[start RECORD SET]
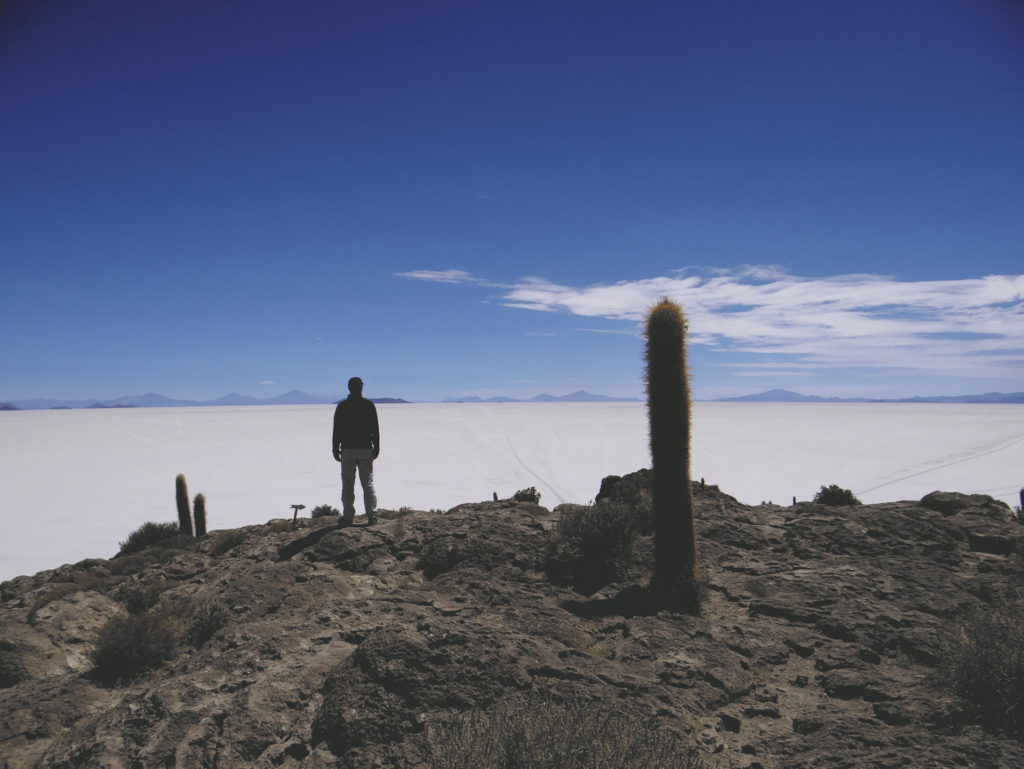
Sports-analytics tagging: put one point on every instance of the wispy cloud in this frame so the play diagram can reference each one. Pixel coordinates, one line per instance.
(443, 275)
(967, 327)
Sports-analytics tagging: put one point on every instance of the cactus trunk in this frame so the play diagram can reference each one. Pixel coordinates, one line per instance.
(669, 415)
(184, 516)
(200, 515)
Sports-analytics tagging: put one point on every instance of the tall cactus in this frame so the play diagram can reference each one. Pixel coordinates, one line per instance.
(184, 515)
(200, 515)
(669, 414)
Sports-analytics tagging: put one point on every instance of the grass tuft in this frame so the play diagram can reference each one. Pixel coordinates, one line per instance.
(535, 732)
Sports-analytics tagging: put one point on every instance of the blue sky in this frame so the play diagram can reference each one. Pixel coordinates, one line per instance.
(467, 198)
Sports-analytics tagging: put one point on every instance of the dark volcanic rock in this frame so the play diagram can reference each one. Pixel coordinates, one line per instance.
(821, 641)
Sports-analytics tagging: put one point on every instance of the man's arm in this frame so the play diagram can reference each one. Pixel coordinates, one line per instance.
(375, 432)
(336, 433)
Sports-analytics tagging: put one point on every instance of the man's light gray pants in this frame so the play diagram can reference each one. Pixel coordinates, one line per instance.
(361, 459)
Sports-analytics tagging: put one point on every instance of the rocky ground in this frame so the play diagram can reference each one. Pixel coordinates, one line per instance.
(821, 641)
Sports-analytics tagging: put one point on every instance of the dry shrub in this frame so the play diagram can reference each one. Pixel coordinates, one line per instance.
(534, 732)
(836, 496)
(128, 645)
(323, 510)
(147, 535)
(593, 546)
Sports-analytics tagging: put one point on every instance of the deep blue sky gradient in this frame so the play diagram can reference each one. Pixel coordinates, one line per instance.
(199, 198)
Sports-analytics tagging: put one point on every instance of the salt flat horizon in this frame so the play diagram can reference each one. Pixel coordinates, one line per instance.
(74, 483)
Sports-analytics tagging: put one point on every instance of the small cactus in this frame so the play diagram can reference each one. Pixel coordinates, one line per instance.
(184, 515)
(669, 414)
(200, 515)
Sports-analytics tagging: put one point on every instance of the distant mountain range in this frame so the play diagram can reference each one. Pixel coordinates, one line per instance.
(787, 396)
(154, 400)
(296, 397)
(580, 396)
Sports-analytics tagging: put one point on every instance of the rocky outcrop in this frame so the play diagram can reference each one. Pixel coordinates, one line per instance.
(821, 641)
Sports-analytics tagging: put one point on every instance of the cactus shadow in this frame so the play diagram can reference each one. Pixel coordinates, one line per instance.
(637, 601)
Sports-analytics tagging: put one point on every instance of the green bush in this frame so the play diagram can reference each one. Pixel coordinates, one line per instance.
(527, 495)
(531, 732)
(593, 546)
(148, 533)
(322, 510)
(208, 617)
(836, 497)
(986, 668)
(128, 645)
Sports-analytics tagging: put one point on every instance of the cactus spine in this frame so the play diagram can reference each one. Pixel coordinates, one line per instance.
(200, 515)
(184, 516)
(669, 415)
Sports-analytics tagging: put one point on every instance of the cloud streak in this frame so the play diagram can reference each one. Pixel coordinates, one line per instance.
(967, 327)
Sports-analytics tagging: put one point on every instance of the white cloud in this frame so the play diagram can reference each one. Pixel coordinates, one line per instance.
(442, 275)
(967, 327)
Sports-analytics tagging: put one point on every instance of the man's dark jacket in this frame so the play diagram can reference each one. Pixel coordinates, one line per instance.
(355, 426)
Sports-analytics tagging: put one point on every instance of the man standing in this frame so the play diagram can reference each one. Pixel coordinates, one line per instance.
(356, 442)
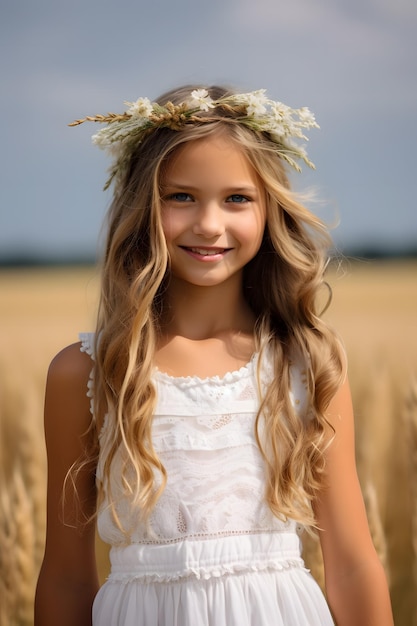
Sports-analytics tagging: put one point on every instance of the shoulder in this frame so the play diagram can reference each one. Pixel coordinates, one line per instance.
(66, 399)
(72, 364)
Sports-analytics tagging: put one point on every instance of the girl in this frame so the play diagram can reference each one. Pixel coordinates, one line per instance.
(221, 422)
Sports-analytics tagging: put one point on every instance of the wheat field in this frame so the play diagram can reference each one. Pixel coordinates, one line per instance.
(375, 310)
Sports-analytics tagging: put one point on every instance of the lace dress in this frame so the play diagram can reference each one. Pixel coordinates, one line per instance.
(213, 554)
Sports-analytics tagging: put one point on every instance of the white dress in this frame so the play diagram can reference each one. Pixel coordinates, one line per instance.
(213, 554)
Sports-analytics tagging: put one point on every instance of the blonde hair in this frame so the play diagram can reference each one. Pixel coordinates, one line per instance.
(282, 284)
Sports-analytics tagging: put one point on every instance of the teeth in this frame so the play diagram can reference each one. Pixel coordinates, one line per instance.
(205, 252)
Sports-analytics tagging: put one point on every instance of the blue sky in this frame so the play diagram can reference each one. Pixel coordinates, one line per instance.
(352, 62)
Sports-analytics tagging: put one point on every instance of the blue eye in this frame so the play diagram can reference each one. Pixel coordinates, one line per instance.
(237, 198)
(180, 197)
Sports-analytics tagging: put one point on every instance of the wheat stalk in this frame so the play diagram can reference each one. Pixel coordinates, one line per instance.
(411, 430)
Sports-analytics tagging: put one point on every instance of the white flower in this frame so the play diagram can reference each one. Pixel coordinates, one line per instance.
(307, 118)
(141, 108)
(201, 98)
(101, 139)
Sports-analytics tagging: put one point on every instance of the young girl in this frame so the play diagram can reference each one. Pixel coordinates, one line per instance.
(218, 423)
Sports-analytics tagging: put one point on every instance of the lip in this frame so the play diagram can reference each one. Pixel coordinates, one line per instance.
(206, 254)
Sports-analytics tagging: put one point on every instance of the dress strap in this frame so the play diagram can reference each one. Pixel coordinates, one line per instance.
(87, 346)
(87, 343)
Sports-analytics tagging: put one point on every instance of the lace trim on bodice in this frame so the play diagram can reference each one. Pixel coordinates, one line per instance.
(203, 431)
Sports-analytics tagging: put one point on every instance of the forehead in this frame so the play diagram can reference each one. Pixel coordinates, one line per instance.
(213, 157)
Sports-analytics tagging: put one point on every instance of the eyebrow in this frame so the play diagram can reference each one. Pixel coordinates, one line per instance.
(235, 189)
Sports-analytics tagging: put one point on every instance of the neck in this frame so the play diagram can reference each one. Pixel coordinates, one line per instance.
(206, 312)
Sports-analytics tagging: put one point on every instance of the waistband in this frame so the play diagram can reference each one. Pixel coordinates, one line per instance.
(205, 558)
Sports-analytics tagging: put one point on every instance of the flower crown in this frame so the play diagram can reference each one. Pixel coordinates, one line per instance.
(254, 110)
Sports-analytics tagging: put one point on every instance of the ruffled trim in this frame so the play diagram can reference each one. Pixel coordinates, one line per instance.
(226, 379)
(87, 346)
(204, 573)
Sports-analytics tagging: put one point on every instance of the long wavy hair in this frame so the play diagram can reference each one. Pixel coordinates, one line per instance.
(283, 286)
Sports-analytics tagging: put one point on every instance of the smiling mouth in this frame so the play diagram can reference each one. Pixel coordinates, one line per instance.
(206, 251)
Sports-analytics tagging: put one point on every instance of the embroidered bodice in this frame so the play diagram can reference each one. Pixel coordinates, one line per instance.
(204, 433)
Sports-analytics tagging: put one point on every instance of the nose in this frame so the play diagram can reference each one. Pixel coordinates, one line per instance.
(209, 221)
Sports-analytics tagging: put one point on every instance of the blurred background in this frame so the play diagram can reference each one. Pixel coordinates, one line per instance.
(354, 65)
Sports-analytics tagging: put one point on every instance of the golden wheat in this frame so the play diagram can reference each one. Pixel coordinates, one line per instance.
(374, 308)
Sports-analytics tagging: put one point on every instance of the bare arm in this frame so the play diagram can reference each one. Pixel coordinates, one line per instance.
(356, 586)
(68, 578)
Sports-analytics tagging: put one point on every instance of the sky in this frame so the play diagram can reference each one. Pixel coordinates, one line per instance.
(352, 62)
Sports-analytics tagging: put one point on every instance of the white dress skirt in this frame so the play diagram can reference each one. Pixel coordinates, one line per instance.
[end RECORD SET]
• [CHALLENGE]: In the listing above, find the line containing "of the bare" and please quote exactly that line through the last one, and no other lines.

• [REPLY]:
Sports-analytics tagging: put one point on every instance of the bare arm in this frame so the play diagram can reference each one. Pixel coordinates, one line per instance.
(356, 586)
(68, 578)
Sports-analytics tagging: put one point on every instance of the sky in this frame so the play diagram can reference each one. Pixel coordinates, one line per instance.
(352, 62)
Sports-analytics tagging: put one point on every instance of the white dress skirt in this frame so the play diagram can reference each one. Pixel coordinates, one line per instance.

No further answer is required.